● Records of labeled points
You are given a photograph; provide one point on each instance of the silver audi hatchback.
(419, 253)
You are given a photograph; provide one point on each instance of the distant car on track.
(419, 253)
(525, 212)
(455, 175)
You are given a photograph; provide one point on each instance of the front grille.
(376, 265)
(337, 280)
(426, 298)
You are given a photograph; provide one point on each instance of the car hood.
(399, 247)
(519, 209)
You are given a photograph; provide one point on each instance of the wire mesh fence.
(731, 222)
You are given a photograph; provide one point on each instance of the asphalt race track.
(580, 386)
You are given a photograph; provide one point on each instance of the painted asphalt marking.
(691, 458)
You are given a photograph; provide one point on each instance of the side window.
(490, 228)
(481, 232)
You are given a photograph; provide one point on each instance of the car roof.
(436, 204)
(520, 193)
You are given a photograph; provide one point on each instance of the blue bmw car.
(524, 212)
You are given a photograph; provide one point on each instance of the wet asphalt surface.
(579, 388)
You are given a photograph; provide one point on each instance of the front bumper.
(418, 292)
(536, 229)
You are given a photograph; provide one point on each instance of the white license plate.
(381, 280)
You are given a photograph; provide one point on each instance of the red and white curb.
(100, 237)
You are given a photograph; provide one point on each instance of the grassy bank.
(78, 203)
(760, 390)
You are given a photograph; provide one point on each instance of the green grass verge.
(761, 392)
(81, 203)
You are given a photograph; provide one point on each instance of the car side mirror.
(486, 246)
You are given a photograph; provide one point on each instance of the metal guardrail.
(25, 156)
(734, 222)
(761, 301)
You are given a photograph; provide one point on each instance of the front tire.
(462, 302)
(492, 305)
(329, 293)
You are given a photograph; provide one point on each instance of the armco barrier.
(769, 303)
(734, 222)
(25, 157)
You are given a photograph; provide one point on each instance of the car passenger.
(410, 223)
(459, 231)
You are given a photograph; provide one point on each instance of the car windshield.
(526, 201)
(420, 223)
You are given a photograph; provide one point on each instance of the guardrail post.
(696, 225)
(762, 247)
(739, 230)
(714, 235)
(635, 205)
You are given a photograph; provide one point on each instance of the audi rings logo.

● Directions
Copy out, word for word, the stretch of the data from the line containing "the car windshield." through the last line of the data, including both.

● Response
You are given a photograph; provide one point on each instance of the car windshield.
(526, 201)
(420, 223)
You are given a photograph; provide one point on each instance of the guardrail post.
(696, 225)
(762, 247)
(739, 230)
(714, 235)
(635, 205)
You are given a photograph; provide one point on each instance of the audi rings logo.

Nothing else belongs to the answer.